* How to complete this task:
In the Stuff Hero blog post below, what was decided about the pieces of the broken glass bottle?

[Opening Source document section]

Sometimes we love our things so much that we imagine they are real and that they even yearn for life!
We part ways with even our most loved belongings, hoping they will continue to be appreciated and cared for.
As a Stuff Hero I seek out these objects and endeavor to grant them continued life by finding them new homes.
Become a hero: Volunteer to adopt an object, I send it to you, you email me a photo of it in your care.
This blog documents my project. Contact me to participate!
I have sad news. Please bare with me.... I usually talk too much, providing long and overly detailed recounts. In this case I even feel obligated, so forgive my rambling...
Tuesday was beyond busy. It was a day scheduled full of patients made angry by a previous, inept clinition, leaving me with apologies, and (skilled) damage control. Ugh.
Your package was hand-delivered to my desk. It immediately improved my mood! I opened the box upon arrival, eager to meet my super cool, new-to-me bottle nestled inside! I even found time between cranky patients to make it sparkle. I then took pictures of my shiny bottle tucked back into its original travel nest.
The parking lot was dark before I finally left the clinic. I was hurried to retrieve my kiddos from daycare. Still, I would not have literally run to my car, if not for a downpour of obnoxiously frigid rain. But I did run and, of course, I slipped. I fell.
I wish I'd left the box unopened. The top was no longer secured with tape. I saw my bottle bounce out in front of me (two times in slow motion, to be exact) before hitting the pavement just wrong. It shattered.
Already pissed off, soaked and now suddenly very sad, I located the nearest curb. I sat down and cried.
I am so sorry that I cannot send photos of my musical bottle on a sunny window sill as promised. I'm afraid I am now the OPPOSITE of a 'stuff hero,' hoping to save an object but destroying it instead!
I mentioned my mother to you... how she prompted my craving for unusual bottles and pretty glass. After raising five children, she long ago relinquished sentimentality toward most breakable things. Still, she understood my experience, first suggesting.... a funeral! Funny, since your project description mentions our perception of life in treasured, inanimate objects.
Ultimately, we decided the glass pieces might best retire in one of her mosaic stepping stones. She and I both create new paths with them each spring.
I'd guess that more than sums it up.... Let me know if not. Thank you for the chance to participate. Sorry I fucked it up.

[Closing Source document section]
[Opening Records section]

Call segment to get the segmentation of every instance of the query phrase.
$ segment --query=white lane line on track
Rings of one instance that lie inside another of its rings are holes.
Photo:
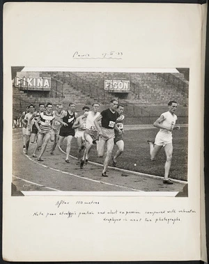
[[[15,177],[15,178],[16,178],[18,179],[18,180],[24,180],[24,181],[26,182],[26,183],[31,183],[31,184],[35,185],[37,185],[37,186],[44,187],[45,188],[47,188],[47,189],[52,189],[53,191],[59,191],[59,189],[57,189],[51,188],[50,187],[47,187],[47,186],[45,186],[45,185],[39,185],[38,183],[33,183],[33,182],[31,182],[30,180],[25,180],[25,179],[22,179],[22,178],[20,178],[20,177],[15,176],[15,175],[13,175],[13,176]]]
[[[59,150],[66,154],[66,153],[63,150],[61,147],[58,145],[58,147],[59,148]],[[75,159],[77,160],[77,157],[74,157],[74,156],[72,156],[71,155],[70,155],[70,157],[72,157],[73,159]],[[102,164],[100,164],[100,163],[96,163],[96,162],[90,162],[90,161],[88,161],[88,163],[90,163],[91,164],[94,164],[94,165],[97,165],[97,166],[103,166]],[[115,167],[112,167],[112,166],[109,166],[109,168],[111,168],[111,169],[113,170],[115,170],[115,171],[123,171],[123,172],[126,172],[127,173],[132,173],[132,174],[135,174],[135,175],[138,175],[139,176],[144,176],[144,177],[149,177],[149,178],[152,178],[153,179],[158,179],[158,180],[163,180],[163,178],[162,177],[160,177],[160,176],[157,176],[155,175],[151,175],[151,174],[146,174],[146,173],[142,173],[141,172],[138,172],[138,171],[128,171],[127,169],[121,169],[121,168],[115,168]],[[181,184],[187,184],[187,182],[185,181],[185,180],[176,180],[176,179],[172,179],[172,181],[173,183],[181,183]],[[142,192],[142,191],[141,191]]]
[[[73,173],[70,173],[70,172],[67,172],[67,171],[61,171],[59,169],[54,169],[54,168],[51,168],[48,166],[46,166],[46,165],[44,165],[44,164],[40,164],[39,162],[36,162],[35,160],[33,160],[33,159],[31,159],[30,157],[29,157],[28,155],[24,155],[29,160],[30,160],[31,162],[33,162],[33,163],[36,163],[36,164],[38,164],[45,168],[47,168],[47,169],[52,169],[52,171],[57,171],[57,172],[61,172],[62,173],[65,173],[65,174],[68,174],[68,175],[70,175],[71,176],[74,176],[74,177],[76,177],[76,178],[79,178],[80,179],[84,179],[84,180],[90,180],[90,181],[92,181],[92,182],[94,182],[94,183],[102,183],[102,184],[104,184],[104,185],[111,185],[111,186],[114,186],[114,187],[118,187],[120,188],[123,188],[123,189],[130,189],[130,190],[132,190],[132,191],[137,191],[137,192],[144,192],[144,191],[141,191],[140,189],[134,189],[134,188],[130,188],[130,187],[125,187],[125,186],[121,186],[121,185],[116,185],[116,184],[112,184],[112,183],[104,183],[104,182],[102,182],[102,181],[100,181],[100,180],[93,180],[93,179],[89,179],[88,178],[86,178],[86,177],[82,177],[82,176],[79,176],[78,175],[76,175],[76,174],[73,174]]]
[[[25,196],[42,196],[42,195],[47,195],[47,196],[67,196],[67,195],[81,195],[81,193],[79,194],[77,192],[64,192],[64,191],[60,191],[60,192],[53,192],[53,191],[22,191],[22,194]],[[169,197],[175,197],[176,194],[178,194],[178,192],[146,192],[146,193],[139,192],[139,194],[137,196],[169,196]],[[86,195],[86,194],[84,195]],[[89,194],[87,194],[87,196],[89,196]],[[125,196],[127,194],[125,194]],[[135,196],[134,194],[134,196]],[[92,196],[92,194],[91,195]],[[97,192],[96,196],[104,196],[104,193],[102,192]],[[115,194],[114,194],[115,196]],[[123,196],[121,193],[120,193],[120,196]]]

[Closing Records section]

* Answer to this problem:
The glass pieces would retire in one of the mother's mosaic stepping stones.